- [Article]:
start

Department of Homeland Security
It is only in the United States of America where one can find a Department of Homeland Security. What is it for? Why was it created? How does this department differ from the others? In June 2002, President George W. Bush proposed to create a new department, that of homeland security (Department of Homeland Security [DHS], 2007). The creation of this department was seen as crucial occurrence in the entire history of U. S. governance (DHS, 2007), as it sought to unite all other departments and units with the main goal of protecting the homeland.
The foundation of the Department of Homeland Security is part and parcel of the President’s “national strategy for homeland security” (DHS, 2007). The sole reason behind the creation of the department is the establishment of a central unit to connect the extensive network of institutions and organizations that work to maintain the security of the nation (DHS, 2007). That is its primary role. Before the department existed, The National Strategy for Homeland Security was formulated and the Homeland Security Act of 2002 was manifested (DHS, 2007).

end

- [Rows]:
start

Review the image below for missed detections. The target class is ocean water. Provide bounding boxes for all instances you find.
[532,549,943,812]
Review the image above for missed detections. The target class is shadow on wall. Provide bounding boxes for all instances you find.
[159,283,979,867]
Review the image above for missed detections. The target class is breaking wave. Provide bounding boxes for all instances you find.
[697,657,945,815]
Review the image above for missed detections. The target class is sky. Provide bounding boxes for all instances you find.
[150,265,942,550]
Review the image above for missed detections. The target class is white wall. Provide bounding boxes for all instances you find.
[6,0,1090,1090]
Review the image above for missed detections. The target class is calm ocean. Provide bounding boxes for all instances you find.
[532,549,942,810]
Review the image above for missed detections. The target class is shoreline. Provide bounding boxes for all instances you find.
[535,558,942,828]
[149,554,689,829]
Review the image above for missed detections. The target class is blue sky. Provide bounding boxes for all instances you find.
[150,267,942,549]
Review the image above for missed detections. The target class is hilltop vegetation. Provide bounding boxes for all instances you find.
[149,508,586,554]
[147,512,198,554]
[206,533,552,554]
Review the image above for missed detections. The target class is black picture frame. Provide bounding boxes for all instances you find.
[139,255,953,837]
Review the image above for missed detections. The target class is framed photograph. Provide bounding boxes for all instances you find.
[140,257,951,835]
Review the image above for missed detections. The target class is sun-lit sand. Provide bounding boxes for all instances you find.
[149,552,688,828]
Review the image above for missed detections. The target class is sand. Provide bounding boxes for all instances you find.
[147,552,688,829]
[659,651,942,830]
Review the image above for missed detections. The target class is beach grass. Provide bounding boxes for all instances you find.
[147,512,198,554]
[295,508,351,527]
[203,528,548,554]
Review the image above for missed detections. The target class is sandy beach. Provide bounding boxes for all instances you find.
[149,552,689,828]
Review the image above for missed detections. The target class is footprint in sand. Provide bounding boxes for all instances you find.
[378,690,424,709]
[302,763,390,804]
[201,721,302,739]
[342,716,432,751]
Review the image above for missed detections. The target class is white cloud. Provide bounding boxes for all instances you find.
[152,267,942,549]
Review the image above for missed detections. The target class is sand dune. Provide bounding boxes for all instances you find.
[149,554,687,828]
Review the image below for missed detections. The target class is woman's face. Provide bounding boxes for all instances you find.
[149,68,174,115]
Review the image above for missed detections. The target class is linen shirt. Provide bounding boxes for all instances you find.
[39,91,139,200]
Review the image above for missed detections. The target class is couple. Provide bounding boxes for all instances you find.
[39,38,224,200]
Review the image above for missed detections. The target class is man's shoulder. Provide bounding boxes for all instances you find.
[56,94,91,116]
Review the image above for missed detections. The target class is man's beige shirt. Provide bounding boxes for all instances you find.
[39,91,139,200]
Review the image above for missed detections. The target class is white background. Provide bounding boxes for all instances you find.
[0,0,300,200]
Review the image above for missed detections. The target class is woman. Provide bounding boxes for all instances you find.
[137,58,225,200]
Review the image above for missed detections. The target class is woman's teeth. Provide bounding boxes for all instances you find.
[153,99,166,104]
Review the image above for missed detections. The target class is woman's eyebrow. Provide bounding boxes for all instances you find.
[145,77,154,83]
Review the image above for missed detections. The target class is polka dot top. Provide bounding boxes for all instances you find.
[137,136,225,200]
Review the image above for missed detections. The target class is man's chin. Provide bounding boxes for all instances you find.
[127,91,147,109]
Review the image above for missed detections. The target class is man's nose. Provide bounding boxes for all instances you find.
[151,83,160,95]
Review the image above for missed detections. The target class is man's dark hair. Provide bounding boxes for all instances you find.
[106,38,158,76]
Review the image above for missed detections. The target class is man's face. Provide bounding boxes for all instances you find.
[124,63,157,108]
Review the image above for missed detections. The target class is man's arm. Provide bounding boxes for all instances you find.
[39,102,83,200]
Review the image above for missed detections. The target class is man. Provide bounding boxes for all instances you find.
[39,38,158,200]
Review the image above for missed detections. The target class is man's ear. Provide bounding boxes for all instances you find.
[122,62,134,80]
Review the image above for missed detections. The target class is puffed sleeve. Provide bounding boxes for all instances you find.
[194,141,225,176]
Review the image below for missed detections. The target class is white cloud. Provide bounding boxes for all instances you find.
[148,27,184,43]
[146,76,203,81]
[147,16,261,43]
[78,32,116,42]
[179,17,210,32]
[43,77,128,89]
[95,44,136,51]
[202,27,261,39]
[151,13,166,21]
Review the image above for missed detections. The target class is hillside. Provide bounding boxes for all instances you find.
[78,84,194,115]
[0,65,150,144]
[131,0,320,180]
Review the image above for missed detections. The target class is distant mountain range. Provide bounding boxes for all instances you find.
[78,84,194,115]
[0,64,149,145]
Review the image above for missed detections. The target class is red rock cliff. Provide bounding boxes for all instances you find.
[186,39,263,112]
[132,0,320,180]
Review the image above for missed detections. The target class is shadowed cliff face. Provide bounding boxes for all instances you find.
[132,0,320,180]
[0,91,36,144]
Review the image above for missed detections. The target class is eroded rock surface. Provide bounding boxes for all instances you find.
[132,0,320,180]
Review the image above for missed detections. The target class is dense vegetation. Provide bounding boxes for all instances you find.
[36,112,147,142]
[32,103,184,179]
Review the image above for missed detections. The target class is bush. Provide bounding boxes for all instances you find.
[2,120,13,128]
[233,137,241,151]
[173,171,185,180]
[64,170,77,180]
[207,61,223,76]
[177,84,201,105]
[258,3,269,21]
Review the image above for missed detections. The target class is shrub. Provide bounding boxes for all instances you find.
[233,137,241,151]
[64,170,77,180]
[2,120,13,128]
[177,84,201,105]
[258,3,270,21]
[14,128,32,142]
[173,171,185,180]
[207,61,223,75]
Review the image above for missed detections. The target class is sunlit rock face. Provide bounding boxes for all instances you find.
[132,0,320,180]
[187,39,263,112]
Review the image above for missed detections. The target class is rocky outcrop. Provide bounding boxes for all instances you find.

end

- [Stated task]: According to the article on the Department of Homeland Security, why was the creation of the department seen as a crucial occurrence in the history of U.S. governance? Answer in one to three sentences.

- [Answer to this task]: The department sought to unite all other departments and units around the main goal of protecting the homeland. It would act as a central unit connecting the extensive network of institutions and organizations that work to maintain the nation's security.